[Given instruction]:
Can you write out, word for word, the passage of the martial arts forum thread below that opens with the words "Kinda like that" and closes with "Bushido (Jun 13, 2006)"?

[Excerpt]:
============

It's more entertainment than educational for me, but mostly I feel jealous that the host is being paid to travel the world and train with famous martial arts masters. lucky lucky lucky!

Kinda like that Travel Channel show where that woman gets to travel all over the world and stay in the most expensive hotels.

How does one find a job like that?

lucky lucky lucky!


----------



## Shaolin Bushido (Jun 13, 2006)

I've enjoyed virtually every episode that I've seen; I'm pretty sure there are only like 6 or 7 in total.  I'd hate to do a stand-up routine with y'all as the audience!  Tough crowd!:jedi1:


----------



## Bigshadow (Jun 13, 2006)

I have seen 3 of them.  I thought they were boring!  I could barely finish watching them.


----------



## Brian R. VanCise (Jun 13, 2006)

I have only seen one episode and was not impressed.  I however would like to see the Kalarippayattu episode.

Brian R. VanCise
www.instinctiveresponsetraining.com


----------



## Kensai (Jun 13, 2006)

Unfortunately, I wasn't overly impressed with the show either. Don't know why, just couldn't get into it. My preference would be for Mind Body and Kick *** Moves, that's an awesome show. Just my tuppence though.


----------

============

[Source data]:
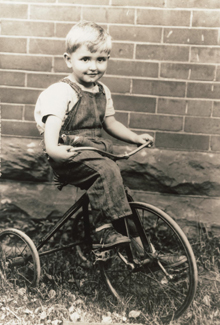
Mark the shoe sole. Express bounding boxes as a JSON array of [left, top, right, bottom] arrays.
[[159, 256, 187, 268], [92, 239, 131, 249]]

============

[Reply]:
Kinda like that Travel Channel show where that woman gets to travel all over the world and stay in the most expensive hotels.

How does one find a job like that?

lucky lucky lucky!


----------



## Shaolin Bushido (Jun 13, 2006)